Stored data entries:
-=-=-=-=-
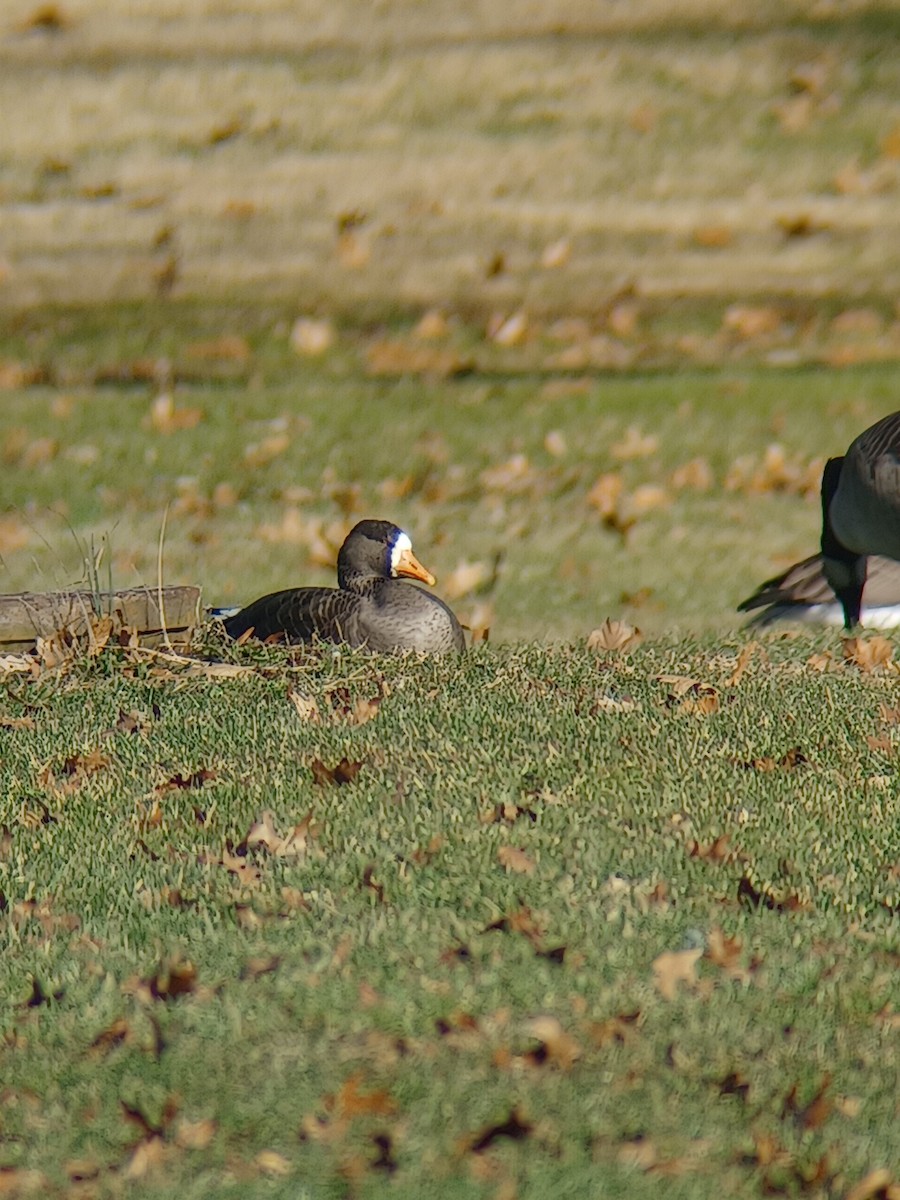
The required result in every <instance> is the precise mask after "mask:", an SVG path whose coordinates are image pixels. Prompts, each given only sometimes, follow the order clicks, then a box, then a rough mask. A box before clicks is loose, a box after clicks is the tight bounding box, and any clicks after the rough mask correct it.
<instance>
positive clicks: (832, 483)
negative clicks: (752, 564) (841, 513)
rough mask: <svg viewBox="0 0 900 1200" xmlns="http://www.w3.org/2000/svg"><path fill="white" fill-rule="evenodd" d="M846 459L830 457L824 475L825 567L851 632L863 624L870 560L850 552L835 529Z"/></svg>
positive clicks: (863, 556)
-=-=-=-=-
Assignment: Give back the records word for word, without their pictures.

Response to the task:
The required result in every <instance> is the precise mask after "mask:", an SVG path whose coordinates are image pixels. Prompts, each given only sometimes, follow the order clicks, then a box, then a rough mask. A box before clicks is loose, a box after clicks is the tight bounding box, and any clicks after the rough mask correct it.
<instance>
positive clicks: (832, 483)
negative clicks: (752, 564) (841, 513)
rough mask: <svg viewBox="0 0 900 1200" xmlns="http://www.w3.org/2000/svg"><path fill="white" fill-rule="evenodd" d="M846 459L830 457L824 475L825 567L851 632L863 624L870 560L850 552L835 529Z"/></svg>
positive clicks: (863, 556)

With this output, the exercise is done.